(Excerpts of pointing data)
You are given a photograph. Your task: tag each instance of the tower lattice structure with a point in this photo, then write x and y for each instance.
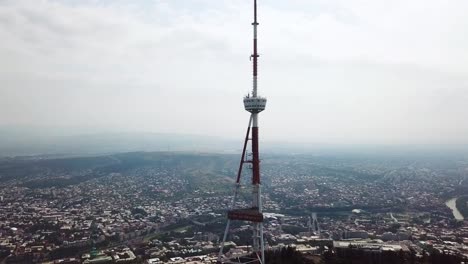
(254, 104)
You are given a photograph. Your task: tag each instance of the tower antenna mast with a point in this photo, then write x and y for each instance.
(254, 215)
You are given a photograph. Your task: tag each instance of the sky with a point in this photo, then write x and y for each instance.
(334, 71)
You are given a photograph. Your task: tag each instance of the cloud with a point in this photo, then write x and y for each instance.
(341, 71)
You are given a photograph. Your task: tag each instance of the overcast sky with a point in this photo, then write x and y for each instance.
(342, 72)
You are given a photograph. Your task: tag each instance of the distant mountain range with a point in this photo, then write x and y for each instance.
(31, 141)
(22, 143)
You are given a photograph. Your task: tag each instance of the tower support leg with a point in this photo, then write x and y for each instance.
(226, 231)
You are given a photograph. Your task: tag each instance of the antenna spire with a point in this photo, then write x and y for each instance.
(255, 52)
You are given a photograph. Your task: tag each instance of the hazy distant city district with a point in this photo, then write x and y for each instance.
(162, 205)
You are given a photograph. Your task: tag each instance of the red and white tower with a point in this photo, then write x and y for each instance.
(253, 104)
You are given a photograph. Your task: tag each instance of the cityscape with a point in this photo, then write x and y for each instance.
(122, 136)
(166, 207)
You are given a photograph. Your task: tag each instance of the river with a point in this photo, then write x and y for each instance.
(452, 204)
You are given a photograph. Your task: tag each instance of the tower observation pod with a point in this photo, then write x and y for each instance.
(252, 214)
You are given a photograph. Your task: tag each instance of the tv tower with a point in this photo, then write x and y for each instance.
(253, 104)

WRITTEN PROBLEM>
Quote the entries above word for word. Leave the images out.

EXPECTED OUTPUT>
You are given a photograph. Your task: tag each instance of the tower lattice structure with a point in this photo, then write x and y for each instance.
(254, 104)
You are given a photograph. Your task: tag each instance of the tower antenna mast with a point in this photo, then write x and y for each instance.
(254, 215)
You are given a photograph. Your task: tag each instance of the sky with a point in this photo, then write x and y for each instance.
(334, 71)
You are given a photograph. Your task: tag each instance of the cloud with a point in this photo, then write x and y for each instance.
(341, 71)
You are given a photograph. Your task: tag each instance of the overcast sky with a point in this photo, then write x and y for each instance.
(342, 72)
You are given a photograph. Your task: tag each instance of the distant mountain range with a point in this photo, then write x and y for each instance.
(31, 141)
(22, 143)
You are given a photograph. Your task: tag each instance of the tower support leg with a point in this photo, then write x and y for each instance.
(226, 231)
You are given a photograph. Your task: tag each instance of the antenna spire with a point in this photo, then write x and y for each instance.
(255, 52)
You are given a photograph. Your task: tag each instance of the hazy distant city district with a point in this photo, then write x and y for each instance.
(162, 205)
You are given a photograph. Your task: tag each instance of the red and white tower with a point in this photo, then write x and y for each instance.
(253, 104)
You are given a photograph. Your task: tag each instance of the cityscape with a point in this photo, then write x and y for each instance.
(122, 136)
(166, 207)
You are given a photograph. Your task: tag each instance of the river with a point in this photo, then write x and y for each instance.
(452, 204)
You are given a photograph. Your task: tag each instance of the tower observation pod with a point in this photo, then write x and y for each instance.
(252, 214)
You are given a photograph. Your task: tag each instance of the tv tower with a point in this photo, then write x and y for each instance.
(253, 104)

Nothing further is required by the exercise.